- [ARTICLE]:
☆ ☆ ☆
Callon Petroleum (CPE) Update - April 17
Posted: Fri Apr 17, 2020 10:10 am
HOUSTON, April 16, 2020 /PRNewswire/ -- Callon Petroleum Company (NYSE: CPE) ("Callon") today announced that on April 10, 2020, it received formal notice from the New York Stock Exchange ("NYSE") that the average closing price of Callon's shares of common stock had fallen below $1.00 per share over a period of 30 consecutive trading days, which is the minimum average share price for continued listing on the NYSE.
As required by the NYSE, Callon has responded to the NYSE regarding its intent to cure the deficiency to return to compliance with the NYSE continued listing requirements within the six-month cure period. Callon intends to put forth a proposal for a reverse stock split in connection with its annual meeting of shareholders.
Update for 2020 Outlook
Callon's integration process and associated synergy capture has progressed ahead of schedule in the first quarter despite the challenges of the current economic and operating environment. Current expectations for first quarter operational results1 include:
Operational capital spending of approximately $275 million
Production between 100 and 102 MBoepd with an oil cut of 63% (three-stream basis) < Compares to my forecast of 110,000 Boepd.
Lease operating expense between $54 and $56 million, or $5.95 to $6.15 per Boe. < Compares to my forecast of $53 million LOE.
Gathering, processing, & transport ("GP&T") expense between $14 and $15 million, or $1.55 and $1.65 per Boe. < Compares to my forecast of $18 million.
☆ ☆ ☆
- [GIVEN DATA]:

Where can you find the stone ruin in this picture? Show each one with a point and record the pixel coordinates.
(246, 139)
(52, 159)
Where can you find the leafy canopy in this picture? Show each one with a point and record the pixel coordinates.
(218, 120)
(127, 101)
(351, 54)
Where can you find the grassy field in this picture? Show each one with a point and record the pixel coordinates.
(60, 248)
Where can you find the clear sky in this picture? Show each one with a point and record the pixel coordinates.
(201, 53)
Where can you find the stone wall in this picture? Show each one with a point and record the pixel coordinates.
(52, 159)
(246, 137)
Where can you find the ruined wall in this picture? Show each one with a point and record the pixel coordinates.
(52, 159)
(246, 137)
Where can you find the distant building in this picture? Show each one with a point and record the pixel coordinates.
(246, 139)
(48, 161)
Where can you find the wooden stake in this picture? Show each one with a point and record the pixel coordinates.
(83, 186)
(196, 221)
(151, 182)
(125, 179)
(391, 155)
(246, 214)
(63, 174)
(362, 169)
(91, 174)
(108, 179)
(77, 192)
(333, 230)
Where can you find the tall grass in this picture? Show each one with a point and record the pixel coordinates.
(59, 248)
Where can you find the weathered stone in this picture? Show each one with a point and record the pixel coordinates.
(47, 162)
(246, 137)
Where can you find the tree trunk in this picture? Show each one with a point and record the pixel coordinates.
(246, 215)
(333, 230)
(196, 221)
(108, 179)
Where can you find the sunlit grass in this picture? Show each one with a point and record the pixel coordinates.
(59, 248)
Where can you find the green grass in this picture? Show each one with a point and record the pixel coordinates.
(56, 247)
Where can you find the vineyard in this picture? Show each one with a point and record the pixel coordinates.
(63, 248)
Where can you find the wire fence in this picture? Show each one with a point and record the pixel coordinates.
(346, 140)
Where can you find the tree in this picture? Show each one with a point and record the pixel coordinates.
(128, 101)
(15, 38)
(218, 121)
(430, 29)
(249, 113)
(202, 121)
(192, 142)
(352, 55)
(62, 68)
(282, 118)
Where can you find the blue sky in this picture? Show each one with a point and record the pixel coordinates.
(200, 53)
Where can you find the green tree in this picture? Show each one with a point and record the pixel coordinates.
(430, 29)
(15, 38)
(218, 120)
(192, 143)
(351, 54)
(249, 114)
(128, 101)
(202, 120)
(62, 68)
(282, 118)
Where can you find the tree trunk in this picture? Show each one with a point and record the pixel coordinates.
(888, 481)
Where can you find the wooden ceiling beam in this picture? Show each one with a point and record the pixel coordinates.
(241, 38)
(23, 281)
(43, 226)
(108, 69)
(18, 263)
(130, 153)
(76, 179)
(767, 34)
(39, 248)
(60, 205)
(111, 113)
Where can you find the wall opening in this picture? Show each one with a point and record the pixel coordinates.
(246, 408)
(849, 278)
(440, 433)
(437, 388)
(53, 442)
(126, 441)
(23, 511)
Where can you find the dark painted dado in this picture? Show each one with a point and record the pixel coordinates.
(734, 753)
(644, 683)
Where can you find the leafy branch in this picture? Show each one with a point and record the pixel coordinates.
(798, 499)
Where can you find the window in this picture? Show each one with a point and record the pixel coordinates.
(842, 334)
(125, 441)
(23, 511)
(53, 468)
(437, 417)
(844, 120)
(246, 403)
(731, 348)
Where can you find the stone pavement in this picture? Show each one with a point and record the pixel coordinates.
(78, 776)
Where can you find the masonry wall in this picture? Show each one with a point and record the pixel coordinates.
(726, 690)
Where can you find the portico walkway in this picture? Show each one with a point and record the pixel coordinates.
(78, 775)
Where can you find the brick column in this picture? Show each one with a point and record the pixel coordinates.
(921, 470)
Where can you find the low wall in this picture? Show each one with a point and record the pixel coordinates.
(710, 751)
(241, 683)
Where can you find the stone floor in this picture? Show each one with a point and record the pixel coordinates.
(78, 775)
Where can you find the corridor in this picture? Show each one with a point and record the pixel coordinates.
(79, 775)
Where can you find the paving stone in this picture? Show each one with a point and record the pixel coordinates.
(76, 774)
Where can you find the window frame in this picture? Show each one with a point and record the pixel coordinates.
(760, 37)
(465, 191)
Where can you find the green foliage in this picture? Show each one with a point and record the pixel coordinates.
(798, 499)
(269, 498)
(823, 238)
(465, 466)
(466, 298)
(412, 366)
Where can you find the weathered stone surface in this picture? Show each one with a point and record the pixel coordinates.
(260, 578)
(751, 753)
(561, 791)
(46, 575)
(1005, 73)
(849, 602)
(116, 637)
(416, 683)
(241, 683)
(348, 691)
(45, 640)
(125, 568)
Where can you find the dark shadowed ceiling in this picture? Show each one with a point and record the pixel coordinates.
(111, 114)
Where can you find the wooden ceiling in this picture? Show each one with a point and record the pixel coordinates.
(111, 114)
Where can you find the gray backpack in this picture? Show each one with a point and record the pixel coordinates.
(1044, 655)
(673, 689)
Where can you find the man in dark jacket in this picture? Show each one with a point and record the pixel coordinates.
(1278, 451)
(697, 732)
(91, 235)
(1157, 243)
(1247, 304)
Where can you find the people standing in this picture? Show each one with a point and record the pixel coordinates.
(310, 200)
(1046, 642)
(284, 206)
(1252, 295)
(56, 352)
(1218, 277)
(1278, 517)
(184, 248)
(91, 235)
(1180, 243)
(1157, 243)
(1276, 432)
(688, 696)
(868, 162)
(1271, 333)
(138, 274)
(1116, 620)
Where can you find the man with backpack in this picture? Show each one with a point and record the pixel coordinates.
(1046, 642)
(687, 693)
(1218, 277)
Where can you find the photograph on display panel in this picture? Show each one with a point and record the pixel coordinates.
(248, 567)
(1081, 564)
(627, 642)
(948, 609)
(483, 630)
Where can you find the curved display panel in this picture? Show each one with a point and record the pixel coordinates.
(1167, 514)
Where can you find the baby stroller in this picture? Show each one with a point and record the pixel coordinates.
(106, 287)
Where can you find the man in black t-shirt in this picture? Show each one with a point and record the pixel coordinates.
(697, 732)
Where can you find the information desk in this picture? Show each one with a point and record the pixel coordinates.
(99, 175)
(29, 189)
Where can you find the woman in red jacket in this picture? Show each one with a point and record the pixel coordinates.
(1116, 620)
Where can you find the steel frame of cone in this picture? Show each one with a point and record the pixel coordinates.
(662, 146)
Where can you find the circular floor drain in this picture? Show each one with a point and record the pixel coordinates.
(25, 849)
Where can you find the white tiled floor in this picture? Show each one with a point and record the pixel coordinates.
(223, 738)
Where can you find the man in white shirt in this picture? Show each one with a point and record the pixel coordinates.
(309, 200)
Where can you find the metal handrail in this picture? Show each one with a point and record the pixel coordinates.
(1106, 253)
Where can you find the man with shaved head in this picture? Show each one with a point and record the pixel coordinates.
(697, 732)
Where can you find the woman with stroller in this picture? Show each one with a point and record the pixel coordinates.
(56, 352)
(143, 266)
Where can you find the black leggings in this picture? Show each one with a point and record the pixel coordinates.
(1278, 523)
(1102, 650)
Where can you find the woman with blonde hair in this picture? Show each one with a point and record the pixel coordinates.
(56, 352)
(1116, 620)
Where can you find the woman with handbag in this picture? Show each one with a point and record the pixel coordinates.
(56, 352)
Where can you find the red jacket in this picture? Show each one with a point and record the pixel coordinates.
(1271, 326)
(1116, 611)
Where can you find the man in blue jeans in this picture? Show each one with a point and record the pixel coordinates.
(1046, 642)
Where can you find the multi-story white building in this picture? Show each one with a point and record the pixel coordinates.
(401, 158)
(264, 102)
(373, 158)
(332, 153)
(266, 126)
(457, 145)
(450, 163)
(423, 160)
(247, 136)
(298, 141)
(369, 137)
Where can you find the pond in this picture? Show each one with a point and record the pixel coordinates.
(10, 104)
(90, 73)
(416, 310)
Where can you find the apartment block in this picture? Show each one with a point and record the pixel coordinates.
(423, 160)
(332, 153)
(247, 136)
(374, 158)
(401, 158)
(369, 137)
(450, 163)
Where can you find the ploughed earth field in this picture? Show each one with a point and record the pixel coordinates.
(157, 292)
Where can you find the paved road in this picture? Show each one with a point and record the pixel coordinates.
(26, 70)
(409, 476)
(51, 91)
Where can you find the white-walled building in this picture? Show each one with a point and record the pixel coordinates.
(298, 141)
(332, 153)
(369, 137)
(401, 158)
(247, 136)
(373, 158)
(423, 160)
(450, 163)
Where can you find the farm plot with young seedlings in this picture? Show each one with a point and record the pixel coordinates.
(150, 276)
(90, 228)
☆ ☆ ☆
- [SET EXERCISE]: Write the next part of the Callon Petroleum update, starting after its final line.

- [FINAL ANSWER]:
Unhedged realized oil, natural gas, and NGL prices are expected to be between $45 and $46 per Bbl, $0.55 and $0.65 per Mcf, and $10 and $11 per Bbl respectively. Net cash from derivative settlements is estimated to be approximately $25 million for the quarter. < The commodity prices used in my forecast models include my guess at cash settlements on their hedges, WHICH ARE EXTREMELY IMPORTANT THIS YEAR.
Callon provided an update to the 2020 capital program on March 17th, reducing full year capital expectations by more than 25% from $975 million to a range of $700 to $725 million. Since then, the Company has taken additional steps to further reduce planned spending for the year in line with Callon's commitment to free cash flow generation. We will be detailing these incremental capital plan reductions with first quarter 2020 disclosures, which include an immediate reduction to one completion crew and a reduction to three drilling rigs by next month. These actions will further reduce our average run-rate capital spending for the remainder of 2020 relative to the first quarter beyond the March 17th estimate of approximately 50%, and shift completion activity and wells placed on production out of the second quarter.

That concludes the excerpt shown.